**Supplied text**.
=== Section Start ===
New Zoom Vulnerability Leaves Users Vulnerable to Cyber Attacks

The video conference platform Zoom has disclosed four new software vulnerabilities that expose users to cyber attacks.

Cyber security researchers found that the vulnerabilities can be used to compromise users over the platform’s chat function. This is possible if criminal hackers send a specially crafted XMPP (Extensible Messaging and Presence Protocol) message and executing malicious code.

If the specific message is sent, an attacker could trigger clients into connecting to a man-in-the-middle server that presented a version of the Zoom client from 2019.

According to Google Project Zero security researcher Ivan Fratric, who discovered the vulnerabilities: “User interaction is not required for a successful attack. The only ability an attacker needs is to be able to send messages to the victim over Zoom chat over XMPP protocol.”

Zoom back in the headlines

When COVID-19 took over our lives in early 2020, it was accompanied by the unstoppable force of Zoom. The video conferencing software was suddenly everywhere, being used to host work meetings, family gatherings and inevitable trivia nights.

The platform soon faced a public backlash regarding its poor security practices. It was accused of selling people’s personal data, invading people’s privacy with an “attendee tracking” feature, and failing to address countless vulnerabilities that could be exploited by cyber criminals.

Perhaps most famously, Zoom’s software contained weaknesses that resulted in “zoombombing” – a practice where uninvited guests entered private meetings to harass participants and snoop into people’s homes.

Our collective fascination with Zoom waned when lockdown restrictions were eased across the country and people were once again allowed to see each other face-to-face.

But the software is still widely used for its original purpose – hosting business meetings – with many organizations continuing to offer remote work options.

Zoom users have been repeatedly warned of its numerous security flaws, so adding one more to the mix is unlikely to shock many people.

It’s not as though these latest discoveries are a rare discovery. Zoom has discovered five other vulnerabilities this year alone – but that’s to be expected for an organization of its size.

Vulnerabilities are inevitable. You only need to look at Patch Tuesday for evidence. It’s the term used to refer to monthly updates offered by Microsoft, Adobe, Oracle, and other software providers, with those patches often addressing security weaknesses.

Regular patches are so ingrained in the way organizations operate that they can be expected like clockwork. It doesn’t mean those platforms are liabilities; if anything, it means the opposite.

Emphasizing data privacy

Following the dramatic rise to fame and subsequent criticism of Zoom, the platform has displayed a greater emphasis on information security and privacy.

Meanwhile, Bloomberg’s Tae Kim argues that Zoom was a victim of its own success.
=== Section End ===
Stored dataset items
=== Section Start ===
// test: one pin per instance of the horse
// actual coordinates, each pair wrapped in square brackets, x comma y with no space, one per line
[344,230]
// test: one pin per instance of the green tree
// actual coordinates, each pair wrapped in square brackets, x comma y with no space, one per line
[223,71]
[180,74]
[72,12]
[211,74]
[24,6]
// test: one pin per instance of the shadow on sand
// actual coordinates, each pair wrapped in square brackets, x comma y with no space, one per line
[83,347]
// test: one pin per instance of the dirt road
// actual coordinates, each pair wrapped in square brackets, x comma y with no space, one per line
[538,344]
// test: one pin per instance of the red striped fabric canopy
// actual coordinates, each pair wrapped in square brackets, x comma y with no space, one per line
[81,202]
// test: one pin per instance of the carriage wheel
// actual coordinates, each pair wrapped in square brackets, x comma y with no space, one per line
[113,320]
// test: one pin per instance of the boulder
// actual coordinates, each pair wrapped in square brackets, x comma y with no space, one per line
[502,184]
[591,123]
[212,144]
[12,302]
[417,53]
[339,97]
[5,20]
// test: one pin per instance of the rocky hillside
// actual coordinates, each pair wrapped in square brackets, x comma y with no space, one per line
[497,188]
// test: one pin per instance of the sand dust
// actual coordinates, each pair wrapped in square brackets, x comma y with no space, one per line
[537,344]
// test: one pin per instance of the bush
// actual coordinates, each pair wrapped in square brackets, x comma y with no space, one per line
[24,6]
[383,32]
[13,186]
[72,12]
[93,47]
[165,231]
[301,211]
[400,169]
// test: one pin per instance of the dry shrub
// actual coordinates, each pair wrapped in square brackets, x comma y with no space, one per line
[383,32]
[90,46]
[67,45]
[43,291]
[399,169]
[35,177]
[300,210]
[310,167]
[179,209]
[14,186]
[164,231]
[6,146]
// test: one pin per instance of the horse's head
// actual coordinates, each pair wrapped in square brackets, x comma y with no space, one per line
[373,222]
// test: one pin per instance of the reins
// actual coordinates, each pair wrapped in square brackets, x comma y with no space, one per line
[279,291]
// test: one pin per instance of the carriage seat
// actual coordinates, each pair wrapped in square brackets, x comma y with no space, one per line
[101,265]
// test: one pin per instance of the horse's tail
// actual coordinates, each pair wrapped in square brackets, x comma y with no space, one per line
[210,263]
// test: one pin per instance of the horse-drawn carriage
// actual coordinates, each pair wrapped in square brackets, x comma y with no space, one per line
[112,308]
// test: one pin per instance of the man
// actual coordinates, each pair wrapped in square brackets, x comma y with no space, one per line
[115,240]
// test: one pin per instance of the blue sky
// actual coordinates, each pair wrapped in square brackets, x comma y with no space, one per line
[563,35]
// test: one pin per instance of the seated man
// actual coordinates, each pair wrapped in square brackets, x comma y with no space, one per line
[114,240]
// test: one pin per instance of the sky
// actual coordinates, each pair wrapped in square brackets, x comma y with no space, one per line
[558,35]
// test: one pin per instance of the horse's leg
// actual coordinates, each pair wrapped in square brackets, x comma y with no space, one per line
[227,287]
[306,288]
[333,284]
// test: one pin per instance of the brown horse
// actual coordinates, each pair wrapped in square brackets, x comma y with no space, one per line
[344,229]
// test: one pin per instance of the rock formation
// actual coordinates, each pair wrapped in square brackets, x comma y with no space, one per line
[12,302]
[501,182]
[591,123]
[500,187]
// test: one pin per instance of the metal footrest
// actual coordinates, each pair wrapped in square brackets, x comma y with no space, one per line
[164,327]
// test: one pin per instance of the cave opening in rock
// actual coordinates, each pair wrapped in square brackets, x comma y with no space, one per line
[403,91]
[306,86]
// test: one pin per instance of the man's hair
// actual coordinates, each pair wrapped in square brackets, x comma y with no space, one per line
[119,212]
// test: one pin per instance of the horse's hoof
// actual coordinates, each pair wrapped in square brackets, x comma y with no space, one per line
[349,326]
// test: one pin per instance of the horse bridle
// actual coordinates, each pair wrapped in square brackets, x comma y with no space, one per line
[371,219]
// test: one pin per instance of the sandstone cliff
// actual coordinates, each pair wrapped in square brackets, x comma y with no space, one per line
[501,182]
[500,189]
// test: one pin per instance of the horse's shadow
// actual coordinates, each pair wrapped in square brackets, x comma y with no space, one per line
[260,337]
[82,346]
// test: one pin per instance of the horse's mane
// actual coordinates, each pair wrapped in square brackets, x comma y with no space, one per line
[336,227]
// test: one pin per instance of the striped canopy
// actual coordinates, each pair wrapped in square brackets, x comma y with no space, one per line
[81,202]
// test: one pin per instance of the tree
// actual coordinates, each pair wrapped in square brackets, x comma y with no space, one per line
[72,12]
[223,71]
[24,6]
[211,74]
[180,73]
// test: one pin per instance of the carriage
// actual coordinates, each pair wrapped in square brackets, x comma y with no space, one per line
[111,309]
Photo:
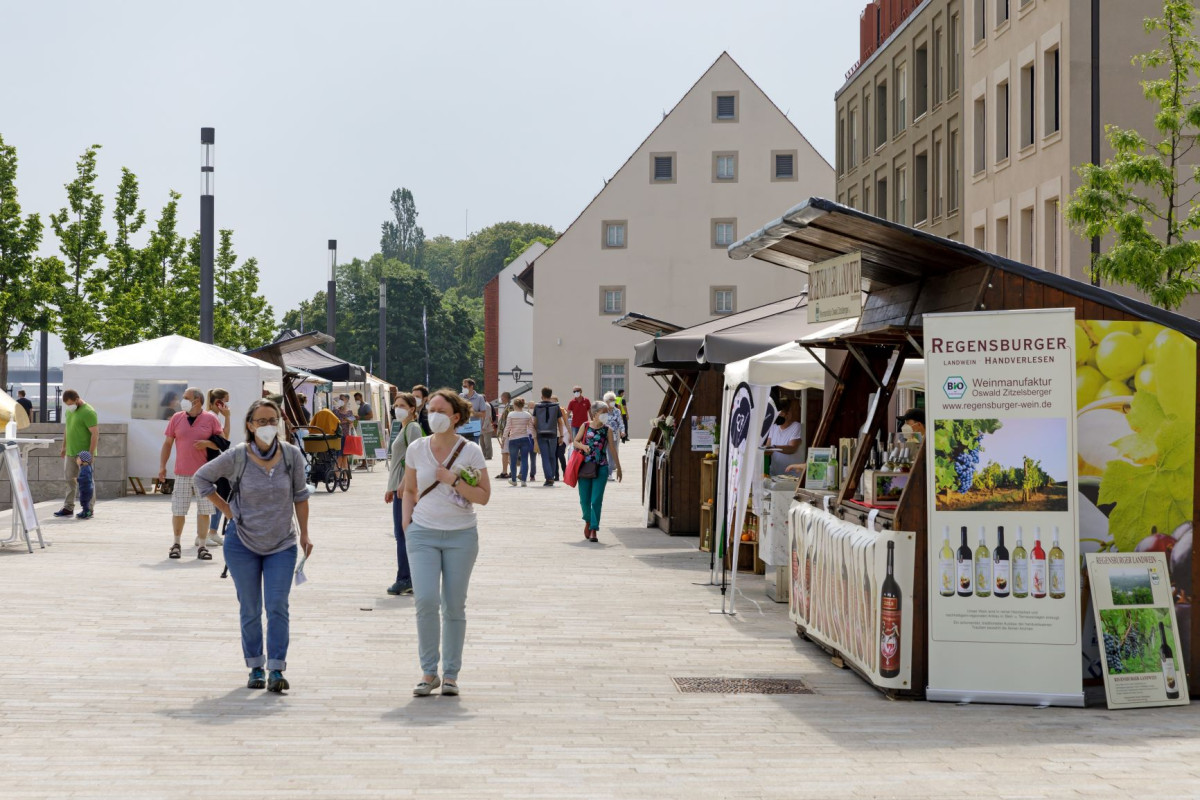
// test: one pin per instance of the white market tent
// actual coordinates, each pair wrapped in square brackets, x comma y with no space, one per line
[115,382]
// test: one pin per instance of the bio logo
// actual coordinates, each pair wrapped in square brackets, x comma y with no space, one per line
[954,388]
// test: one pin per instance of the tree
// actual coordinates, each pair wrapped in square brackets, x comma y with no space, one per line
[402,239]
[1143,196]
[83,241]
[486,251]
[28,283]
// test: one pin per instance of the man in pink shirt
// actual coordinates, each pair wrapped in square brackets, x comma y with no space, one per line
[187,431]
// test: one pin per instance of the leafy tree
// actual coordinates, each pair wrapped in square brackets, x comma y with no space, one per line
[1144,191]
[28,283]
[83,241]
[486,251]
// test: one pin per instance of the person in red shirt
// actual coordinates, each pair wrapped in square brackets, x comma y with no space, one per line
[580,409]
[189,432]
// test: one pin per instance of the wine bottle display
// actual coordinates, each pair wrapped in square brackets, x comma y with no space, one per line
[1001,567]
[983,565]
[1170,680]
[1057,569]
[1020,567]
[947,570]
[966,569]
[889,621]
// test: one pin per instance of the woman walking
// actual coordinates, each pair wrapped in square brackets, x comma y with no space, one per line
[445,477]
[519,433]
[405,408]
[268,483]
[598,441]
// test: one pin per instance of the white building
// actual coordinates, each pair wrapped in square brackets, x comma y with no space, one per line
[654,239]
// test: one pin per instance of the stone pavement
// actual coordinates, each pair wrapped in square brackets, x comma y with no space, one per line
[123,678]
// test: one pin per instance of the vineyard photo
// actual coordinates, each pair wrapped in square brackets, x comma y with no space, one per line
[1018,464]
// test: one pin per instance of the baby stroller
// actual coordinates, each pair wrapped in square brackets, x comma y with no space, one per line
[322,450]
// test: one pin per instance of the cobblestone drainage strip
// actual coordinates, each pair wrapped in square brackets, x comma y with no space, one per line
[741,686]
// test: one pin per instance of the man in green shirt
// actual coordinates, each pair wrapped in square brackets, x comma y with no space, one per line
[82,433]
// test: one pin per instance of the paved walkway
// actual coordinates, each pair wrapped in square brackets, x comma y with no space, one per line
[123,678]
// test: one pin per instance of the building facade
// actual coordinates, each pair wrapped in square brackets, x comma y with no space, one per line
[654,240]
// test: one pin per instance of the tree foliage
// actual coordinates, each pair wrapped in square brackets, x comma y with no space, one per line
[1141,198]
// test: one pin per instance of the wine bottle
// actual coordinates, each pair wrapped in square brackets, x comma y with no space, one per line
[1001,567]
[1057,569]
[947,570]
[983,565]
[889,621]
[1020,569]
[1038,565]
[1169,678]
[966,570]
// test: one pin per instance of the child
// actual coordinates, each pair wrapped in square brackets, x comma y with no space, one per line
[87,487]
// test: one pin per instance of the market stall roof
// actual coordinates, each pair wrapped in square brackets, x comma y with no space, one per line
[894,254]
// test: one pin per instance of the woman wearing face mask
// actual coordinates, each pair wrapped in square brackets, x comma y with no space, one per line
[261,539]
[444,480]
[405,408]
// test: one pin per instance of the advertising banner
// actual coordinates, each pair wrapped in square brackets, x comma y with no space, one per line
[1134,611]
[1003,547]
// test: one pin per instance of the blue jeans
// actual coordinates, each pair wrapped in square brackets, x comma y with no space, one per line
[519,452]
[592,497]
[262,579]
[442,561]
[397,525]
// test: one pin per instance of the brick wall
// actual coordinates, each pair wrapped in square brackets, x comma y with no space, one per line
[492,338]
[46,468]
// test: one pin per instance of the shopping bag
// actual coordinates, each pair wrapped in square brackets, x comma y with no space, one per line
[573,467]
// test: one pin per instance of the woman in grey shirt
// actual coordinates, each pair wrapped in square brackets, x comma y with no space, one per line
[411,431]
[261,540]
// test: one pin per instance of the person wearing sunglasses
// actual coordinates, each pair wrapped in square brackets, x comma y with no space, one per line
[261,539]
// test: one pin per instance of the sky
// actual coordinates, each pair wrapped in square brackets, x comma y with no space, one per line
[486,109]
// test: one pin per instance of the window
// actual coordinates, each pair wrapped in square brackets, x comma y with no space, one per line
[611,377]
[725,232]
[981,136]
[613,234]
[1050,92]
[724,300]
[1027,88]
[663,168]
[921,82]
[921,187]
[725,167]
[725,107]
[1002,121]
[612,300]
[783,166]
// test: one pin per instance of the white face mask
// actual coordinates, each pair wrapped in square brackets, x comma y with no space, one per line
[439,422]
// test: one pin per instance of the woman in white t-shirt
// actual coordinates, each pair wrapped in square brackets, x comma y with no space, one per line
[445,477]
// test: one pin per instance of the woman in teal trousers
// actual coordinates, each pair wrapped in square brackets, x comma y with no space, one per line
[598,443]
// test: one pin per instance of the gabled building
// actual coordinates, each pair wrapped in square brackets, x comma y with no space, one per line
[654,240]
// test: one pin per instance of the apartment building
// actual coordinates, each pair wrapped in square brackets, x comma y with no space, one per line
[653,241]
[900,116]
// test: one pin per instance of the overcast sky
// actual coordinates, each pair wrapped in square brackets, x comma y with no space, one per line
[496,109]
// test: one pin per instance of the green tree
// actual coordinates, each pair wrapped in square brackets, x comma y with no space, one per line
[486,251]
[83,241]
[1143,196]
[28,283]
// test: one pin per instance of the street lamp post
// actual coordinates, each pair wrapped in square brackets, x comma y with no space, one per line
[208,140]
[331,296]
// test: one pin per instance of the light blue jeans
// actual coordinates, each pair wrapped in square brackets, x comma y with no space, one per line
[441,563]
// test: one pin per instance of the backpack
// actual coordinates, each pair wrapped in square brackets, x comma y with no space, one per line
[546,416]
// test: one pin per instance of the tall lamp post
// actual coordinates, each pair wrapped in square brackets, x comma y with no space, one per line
=== Section End ===
**Exercise requirements**.
(A) Answer these questions using the Zoom security article:
(i) Who discovered the four new vulnerabilities?
(ii) How many other vulnerabilities has Zoom discovered this year?
(iii) What does the term "Patch Tuesday" refer to?
(B) Extend the article on Zoom's security flaws, picking up right after its final sentence about Bloomberg's Tae Kim.

**Responses to the exercise**.
(A)
(i) Google Project Zero security researcher Ivan Fratric.
(ii) Five.
(iii) Monthly updates offered by Microsoft, Adobe, Oracle and other software providers, often addressing security weaknesses.

(B)
“Much of its problems stem from the unintended consequences of when demand explodes in unexpected ways,” Tae wrote. “Originally founded in 2011 for corporate clients, Zoom’s software is now being used in situations it was never designed for.”

Over the past two years, Zoom has implemented several controls to improve its security posture, such as end-to-end encryption, password-protecting meetings by default and adding a waiting room feature to prevent unauthorized guests from entering the call.

The disclosure of these latest vulnerabilities is another sign that Zoom has taken positive steps in emphasizing cyber security.

Zoom was made aware of the flaws in February and patched its server-side issues the same month.

The vulnerabilities were fixed in a software update released on April 24, giving users several weeks to correct their systems before the issue was made public.

If you haven’t yet updated to the latest version of Zoom, you must do so immediately. Once the vulnerability – and the nature of the update – is public knowledge, it alerts cyber criminals to the threat.

They will then look for devices where the vulnerability is still present and attempt to exploit it.

Patch management

The practice of applying updates swiftly is an essential part of your organization’s success. With dozens, if not hundreds, of pieces of software to manage, you will have countless updates to deal with on a regular basis.

To ensure that all essential updates are applied, you must have a patch management programme.

An ideal way to manage that process is with Cyber Essentials. It’s a framework that contains of five controls that organizations can implement to achieve a baseline of cybersecurity, against which they can achieve certification in order to prove their compliance.

Certification to the scheme provides numerous benefits, including reduced insurance premiums, improved investor and customer confidence, and the ability to tender for business where certification to the scheme is a prerequisite.

Patch management is a key requirement of the Cyber Essentials scheme and will help you confirm that devices and software are not vulnerable to known security issues for which fixes are available.